Selected extract =>
========================================================================

= Elisse Boyd =

Composer

Elisse Boyd (born Agnes Elisse Corbett) (1910–1979) was a composer. She married William R. Boyd III and changed her name to Elisse Boyd. She had collaborated with Murray Grand and Leonard Whitcup. She had also collaborated with George Goehring with the songs "Sad but True" and "You Oughta be Ashamed".

== Early life ==
Agnes Elisse Corbett was born in 1910 in Peducah, Kentucky. Her father was Hal Corbett, who was a friend of fellow Kentuckians Alben W. Barkley (one of the vice presidents under President Truman) and humorist and columnist Irvin Cobb. Her father was claimed to have been one of the three men who were the inspiration for Irvin Cobb's composite character of Judge Priest.

========================================================================

[Entries taken from a collection]
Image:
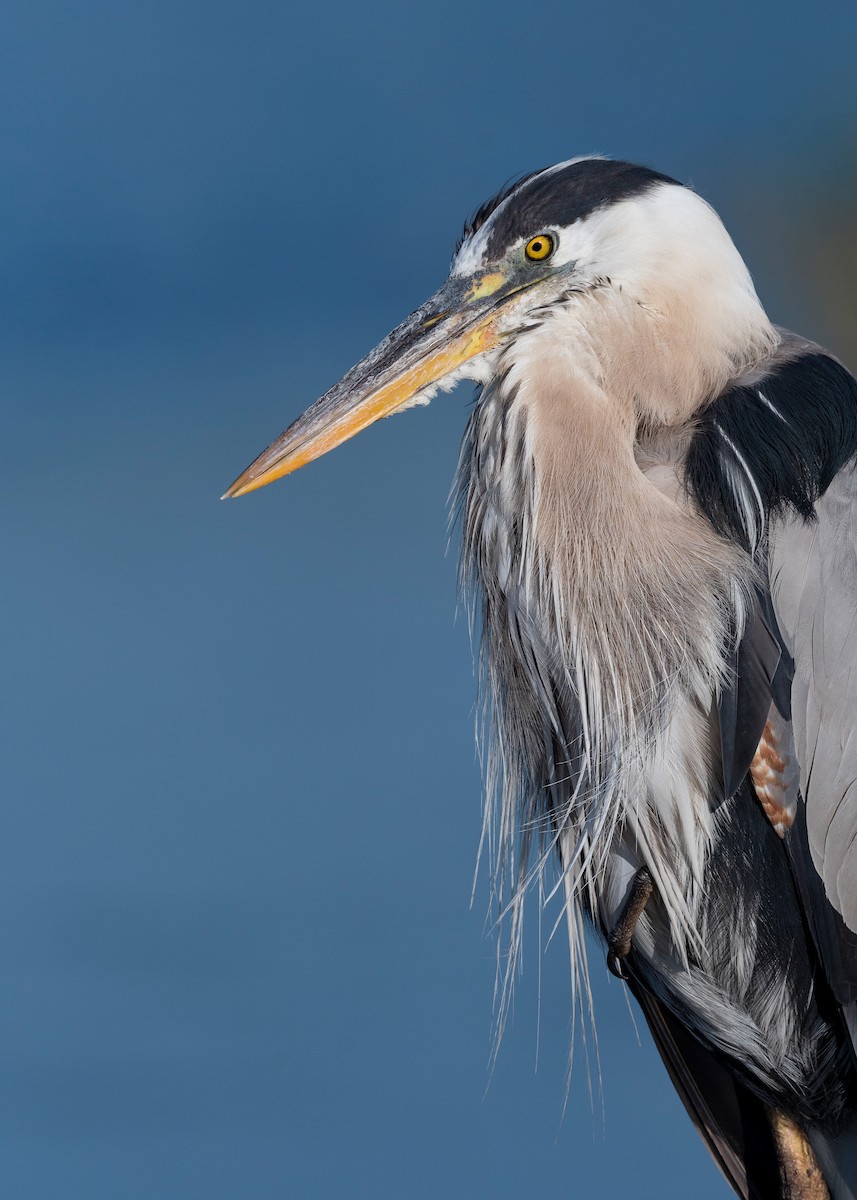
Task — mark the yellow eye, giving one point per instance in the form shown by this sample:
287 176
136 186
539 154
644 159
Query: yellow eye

========================================================================

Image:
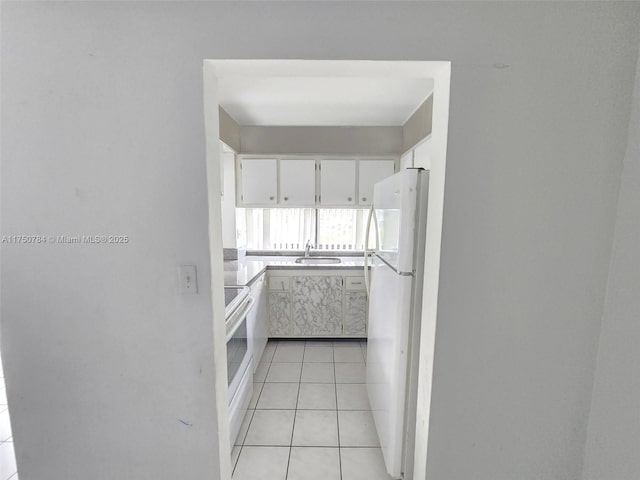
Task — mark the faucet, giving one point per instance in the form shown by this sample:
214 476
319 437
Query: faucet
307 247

========================================================================

Task instructions =>
(a) In the page on Elisse Boyd, why did she take the name Elisse Boyd instead of Agnes Elisse Corbett?
(b) List every person the page on Elisse Boyd says she collaborated with.

Results of the tasks =>
(a) She married William R. Boyd III and changed her name to Elisse Boyd.

(b) Murray Grand, Leonard Whitcup, George Goehring